= Quoted passage =
The researchers found numerous fossils and collected many samples. "The area has great potential to offer new insights into early earth systems," Xiao said. "The Siberia rocks are about the same age as rocks in South China that we have been studying, but they were laid down in different environmental conditions. It is important to combine the Siberia and South China data in order to have a fuller picture of the earth systems in ancient times."

He is also starting a new research project on early animal mineralization, funded by NASA. "Fossils in younger rock are dominated by skeletonized organisms, but the earliest animals didn't have skeletons until just before the Cambria Period. We are trying to understand what kind of minerals these early animals used when they began to form skeletons, and why they started to make skeletons," said Xiao.

Xiao received a bachelor’s and master’s degree from Peking University in China and a master’s degree and Ph.D. from Harvard University. He studied under several internationally known geoscientists while working on his Ph.D. at Harvard. He earned his doctorate in 1998 and joined the Virginia Tech faculty in 2003 as an assistant professor. He was made full professor in 2008. Xiao’s research has been funded by multiple agencies including the National Science Foundation, NASA, the American Chemical Society, and the National Geographic Society. His research has been featured in prestigious scientific journals, such as Nature, Science, and the Proceedings of the National Academy of Science. He was the 2006 recipient of the Charles Schuchert Award presented by the Paleontological Society.

(Items from a dataset)

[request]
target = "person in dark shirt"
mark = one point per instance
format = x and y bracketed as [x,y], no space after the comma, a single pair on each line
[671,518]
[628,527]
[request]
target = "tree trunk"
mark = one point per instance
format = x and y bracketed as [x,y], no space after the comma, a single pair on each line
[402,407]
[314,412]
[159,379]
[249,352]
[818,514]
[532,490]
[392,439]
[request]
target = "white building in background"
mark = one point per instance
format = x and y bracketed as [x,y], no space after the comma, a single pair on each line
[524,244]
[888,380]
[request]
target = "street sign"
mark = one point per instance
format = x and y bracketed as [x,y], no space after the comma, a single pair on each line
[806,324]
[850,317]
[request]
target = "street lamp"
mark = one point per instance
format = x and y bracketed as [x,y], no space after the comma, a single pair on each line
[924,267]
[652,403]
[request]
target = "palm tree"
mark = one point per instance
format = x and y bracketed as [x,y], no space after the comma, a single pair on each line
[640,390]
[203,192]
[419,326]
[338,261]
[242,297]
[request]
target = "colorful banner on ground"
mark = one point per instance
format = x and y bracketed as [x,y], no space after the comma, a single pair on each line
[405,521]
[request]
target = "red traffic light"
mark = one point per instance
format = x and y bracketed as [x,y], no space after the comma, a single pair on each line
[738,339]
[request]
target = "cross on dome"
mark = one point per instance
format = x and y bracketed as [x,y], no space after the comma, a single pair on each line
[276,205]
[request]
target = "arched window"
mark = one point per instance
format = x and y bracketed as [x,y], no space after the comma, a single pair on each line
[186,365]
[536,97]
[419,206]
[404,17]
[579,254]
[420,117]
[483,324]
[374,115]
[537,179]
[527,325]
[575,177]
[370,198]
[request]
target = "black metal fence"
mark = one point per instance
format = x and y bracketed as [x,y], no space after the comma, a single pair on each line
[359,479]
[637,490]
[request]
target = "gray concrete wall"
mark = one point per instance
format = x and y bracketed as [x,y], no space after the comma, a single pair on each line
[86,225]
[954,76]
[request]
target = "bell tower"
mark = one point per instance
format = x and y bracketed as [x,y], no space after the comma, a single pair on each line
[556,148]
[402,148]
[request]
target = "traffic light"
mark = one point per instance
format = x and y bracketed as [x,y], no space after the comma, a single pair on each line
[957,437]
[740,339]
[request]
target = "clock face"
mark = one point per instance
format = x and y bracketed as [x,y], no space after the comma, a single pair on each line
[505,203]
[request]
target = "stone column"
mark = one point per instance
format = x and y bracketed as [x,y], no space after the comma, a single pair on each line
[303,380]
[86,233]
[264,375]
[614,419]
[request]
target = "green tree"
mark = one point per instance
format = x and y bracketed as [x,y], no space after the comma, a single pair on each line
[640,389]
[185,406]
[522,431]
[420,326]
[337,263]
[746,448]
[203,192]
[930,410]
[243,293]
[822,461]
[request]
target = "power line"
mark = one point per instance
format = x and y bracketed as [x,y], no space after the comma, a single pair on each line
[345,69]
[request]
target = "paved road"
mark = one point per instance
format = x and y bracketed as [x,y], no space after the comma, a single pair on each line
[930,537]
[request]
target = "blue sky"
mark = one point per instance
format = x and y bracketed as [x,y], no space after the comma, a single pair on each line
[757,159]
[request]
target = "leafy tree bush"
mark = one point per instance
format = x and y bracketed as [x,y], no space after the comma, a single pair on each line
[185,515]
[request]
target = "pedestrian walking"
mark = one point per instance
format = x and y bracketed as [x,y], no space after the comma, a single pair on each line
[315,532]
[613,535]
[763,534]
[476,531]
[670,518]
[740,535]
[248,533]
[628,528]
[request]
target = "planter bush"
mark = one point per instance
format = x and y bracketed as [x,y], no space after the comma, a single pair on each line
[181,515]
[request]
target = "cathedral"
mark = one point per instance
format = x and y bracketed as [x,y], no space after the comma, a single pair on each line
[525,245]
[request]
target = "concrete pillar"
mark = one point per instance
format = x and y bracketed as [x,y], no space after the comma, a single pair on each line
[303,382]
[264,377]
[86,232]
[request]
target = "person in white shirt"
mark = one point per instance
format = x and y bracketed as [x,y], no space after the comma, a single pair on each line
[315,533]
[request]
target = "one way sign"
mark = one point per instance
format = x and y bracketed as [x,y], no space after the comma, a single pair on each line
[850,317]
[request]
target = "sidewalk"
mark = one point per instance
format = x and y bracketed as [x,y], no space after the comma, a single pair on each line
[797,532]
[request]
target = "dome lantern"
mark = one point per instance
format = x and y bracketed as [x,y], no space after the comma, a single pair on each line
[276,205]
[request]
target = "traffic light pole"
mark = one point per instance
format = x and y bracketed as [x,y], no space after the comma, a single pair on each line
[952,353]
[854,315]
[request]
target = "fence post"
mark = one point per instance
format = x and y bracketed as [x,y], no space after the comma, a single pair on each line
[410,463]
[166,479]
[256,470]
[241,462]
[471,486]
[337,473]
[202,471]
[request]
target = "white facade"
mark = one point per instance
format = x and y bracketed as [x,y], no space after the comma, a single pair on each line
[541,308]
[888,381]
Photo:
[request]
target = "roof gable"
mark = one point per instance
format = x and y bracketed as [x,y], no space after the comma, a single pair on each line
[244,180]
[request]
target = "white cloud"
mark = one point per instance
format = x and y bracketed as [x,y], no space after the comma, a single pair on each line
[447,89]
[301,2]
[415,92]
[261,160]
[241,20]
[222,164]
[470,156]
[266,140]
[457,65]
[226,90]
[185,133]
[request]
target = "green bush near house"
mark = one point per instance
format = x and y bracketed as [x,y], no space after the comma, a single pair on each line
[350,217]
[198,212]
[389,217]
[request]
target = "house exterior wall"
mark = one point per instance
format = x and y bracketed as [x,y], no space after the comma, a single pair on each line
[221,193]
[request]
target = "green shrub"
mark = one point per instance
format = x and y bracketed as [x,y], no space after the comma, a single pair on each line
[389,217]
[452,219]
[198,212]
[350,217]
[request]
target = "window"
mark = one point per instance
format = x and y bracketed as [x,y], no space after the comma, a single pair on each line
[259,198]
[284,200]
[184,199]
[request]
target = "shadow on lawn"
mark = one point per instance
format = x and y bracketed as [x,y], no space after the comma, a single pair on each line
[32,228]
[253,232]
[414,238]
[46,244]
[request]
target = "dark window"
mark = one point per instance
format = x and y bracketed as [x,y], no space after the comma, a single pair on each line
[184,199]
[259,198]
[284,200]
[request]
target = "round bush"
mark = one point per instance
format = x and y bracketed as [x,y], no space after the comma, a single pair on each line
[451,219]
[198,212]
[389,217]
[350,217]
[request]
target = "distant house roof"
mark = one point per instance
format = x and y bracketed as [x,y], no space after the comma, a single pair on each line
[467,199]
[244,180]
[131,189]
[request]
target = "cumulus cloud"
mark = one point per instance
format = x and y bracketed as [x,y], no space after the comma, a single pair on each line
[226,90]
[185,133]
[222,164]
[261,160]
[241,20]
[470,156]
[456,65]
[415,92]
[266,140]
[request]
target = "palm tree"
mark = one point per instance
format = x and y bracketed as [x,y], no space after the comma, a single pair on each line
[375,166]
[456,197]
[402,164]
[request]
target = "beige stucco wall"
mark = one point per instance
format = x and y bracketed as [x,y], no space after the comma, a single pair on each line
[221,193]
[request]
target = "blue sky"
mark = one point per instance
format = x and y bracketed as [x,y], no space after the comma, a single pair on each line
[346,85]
==
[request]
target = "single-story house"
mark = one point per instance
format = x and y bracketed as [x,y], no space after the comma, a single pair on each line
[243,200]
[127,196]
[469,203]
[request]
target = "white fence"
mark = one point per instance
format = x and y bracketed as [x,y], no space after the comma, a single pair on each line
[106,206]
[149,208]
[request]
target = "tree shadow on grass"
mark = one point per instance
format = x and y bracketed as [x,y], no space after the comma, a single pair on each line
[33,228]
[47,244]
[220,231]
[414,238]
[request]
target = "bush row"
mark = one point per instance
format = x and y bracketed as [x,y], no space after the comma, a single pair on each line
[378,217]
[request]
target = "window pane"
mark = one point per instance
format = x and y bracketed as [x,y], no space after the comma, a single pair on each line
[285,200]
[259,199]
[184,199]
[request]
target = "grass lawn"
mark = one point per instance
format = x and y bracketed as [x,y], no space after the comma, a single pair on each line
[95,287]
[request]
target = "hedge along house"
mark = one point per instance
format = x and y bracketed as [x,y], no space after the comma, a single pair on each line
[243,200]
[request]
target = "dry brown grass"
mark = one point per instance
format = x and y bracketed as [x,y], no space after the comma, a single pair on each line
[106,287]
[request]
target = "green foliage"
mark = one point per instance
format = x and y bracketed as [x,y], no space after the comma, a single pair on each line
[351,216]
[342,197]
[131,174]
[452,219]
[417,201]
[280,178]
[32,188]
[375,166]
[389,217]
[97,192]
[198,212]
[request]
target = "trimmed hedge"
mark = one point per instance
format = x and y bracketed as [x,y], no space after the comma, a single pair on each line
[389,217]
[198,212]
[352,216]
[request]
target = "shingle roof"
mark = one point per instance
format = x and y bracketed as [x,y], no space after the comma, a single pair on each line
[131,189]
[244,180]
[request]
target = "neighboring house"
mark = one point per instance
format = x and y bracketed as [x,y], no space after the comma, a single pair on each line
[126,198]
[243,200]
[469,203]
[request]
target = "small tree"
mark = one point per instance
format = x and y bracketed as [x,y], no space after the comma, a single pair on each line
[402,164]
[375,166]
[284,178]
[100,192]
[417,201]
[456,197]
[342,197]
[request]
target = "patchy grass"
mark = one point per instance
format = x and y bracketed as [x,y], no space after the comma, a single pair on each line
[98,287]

= Challenges =
1) Please list every organization that the passage on Xiao's research names as having funded his work.
2) Reproduce the portion of the passage on Xiao's research between "Xiao received a" and "the Paleontological Society.", inclusive.

= The replies =
1)
National Science Foundation
NASA
American Chemical Society
National Geographic Society

2)
Xiao received a bachelor’s and master’s degree from Peking University in China and a master’s degree and Ph.D. from Harvard University. He studied under several internationally known geoscientists while working on his Ph.D. at Harvard. He earned his doctorate in 1998 and joined the Virginia Tech faculty in 2003 as an assistant professor. He was made full professor in 2008. Xiao’s research has been funded by multiple agencies including the National Science Foundation, NASA, the American Chemical Society, and the National Geographic Society. His research has been featured in prestigious scientific journals, such as Nature, Science, and the Proceedings of the National Academy of Science. He was the 2006 recipient of the Charles Schuchert Award presented by the Paleontological Society.